WHAT NEEDS TO BE DONE:
Reproduce the items verbatim from the line containing "In this exercise you will label the wooden table" through the last line of the items.

DATA PROVIDED:
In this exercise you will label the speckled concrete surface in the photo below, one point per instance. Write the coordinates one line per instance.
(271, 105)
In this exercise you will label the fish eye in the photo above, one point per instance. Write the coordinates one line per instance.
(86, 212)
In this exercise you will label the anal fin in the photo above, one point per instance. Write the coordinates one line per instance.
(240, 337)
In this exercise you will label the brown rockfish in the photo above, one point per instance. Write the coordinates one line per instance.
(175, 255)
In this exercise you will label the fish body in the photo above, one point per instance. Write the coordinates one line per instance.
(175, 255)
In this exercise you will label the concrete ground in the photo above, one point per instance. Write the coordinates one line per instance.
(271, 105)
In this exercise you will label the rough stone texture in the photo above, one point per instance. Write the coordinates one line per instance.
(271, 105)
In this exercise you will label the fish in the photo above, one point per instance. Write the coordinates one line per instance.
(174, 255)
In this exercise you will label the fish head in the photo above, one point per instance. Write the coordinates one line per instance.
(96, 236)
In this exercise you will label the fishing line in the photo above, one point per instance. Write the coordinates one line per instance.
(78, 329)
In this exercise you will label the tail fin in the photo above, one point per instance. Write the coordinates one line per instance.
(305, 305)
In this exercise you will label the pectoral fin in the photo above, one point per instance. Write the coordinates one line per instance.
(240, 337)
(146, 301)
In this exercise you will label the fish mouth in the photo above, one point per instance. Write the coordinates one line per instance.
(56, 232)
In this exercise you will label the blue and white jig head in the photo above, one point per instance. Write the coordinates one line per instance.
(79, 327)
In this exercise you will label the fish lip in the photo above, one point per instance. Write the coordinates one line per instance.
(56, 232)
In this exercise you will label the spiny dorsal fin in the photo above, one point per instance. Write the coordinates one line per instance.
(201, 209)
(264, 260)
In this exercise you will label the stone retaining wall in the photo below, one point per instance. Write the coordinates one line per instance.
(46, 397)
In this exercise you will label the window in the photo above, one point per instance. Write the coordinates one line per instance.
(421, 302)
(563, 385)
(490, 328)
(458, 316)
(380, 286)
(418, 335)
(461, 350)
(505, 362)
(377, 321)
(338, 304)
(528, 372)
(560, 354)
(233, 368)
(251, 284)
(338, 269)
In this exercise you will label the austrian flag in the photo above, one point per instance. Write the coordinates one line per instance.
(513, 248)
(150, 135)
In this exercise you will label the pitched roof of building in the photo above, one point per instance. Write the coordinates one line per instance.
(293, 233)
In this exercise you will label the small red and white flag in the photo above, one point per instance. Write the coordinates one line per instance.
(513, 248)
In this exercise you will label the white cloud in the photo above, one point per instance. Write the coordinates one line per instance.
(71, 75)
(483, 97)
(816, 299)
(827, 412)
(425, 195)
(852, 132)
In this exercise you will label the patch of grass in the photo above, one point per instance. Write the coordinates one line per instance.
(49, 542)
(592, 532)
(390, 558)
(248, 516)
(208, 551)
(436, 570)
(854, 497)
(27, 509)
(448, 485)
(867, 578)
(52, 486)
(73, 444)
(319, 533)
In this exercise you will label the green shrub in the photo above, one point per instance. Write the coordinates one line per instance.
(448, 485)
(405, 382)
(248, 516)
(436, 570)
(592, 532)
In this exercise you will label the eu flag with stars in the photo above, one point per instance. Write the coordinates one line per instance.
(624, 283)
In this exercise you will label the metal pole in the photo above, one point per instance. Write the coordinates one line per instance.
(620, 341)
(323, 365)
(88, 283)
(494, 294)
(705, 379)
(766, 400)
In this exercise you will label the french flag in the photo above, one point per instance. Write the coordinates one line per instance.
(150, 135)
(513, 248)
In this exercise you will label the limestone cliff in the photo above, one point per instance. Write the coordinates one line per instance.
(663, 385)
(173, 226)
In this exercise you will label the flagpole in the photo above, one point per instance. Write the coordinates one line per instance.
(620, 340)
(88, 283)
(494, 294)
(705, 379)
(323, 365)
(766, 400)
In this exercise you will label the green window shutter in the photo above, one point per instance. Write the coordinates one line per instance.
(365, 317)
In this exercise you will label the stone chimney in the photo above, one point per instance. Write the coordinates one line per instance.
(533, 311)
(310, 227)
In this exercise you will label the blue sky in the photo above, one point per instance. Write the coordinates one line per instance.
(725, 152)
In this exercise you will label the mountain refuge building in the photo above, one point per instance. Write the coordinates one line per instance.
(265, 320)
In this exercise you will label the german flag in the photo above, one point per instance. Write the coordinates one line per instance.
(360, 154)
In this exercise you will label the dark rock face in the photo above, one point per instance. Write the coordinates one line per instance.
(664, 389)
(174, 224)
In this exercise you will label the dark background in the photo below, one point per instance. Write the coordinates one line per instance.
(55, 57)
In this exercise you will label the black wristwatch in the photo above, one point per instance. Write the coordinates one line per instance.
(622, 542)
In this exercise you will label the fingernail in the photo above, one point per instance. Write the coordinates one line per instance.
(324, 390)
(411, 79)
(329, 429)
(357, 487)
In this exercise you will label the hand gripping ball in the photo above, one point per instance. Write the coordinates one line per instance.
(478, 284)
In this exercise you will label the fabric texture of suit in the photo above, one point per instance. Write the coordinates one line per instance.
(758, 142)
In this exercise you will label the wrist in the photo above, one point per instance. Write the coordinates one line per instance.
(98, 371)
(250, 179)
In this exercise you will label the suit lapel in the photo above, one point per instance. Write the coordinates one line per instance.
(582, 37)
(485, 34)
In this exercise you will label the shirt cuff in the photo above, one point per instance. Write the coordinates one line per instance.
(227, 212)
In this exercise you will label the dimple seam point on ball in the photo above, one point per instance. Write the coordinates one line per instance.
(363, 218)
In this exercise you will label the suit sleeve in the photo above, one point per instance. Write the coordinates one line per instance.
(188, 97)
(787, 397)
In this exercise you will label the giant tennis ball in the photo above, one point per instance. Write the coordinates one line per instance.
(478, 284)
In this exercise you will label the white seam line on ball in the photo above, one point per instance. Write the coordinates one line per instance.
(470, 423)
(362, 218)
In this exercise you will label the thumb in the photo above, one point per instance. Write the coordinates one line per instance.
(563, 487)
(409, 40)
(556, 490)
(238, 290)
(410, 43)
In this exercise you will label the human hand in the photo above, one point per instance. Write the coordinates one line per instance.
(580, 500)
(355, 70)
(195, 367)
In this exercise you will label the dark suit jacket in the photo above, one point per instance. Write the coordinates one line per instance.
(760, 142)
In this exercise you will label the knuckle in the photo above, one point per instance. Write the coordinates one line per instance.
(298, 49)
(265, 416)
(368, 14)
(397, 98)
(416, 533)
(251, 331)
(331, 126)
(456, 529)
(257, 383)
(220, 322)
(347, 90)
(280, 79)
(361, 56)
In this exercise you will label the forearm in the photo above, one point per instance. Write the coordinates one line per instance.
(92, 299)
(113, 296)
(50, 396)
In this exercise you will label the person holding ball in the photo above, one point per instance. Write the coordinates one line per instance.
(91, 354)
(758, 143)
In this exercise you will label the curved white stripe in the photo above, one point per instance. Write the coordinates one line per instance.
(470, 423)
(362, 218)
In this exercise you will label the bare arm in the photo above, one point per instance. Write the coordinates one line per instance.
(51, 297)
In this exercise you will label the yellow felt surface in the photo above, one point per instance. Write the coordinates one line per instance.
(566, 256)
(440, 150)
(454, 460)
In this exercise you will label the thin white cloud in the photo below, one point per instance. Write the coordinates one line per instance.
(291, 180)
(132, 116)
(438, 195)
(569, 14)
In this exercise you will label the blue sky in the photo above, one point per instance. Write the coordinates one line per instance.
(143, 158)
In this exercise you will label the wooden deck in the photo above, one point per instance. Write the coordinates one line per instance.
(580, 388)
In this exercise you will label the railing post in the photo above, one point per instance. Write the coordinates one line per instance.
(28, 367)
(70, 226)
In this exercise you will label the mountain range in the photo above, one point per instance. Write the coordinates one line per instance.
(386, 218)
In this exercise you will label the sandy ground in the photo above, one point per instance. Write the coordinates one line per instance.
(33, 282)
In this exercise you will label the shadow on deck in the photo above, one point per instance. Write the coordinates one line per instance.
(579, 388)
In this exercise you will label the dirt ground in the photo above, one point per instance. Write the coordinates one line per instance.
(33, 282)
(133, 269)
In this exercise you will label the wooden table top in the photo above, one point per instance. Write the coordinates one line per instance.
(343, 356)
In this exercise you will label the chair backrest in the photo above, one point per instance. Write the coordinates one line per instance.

RESPONSE TO THE TASK:
In this exercise you will label the wooden table top in the photo above, one point per instance. Write the coordinates one line per instance.
(343, 356)
In this exercise you will label the chair backrest in the photo above, one point per instance. Write the coordinates one line per instance.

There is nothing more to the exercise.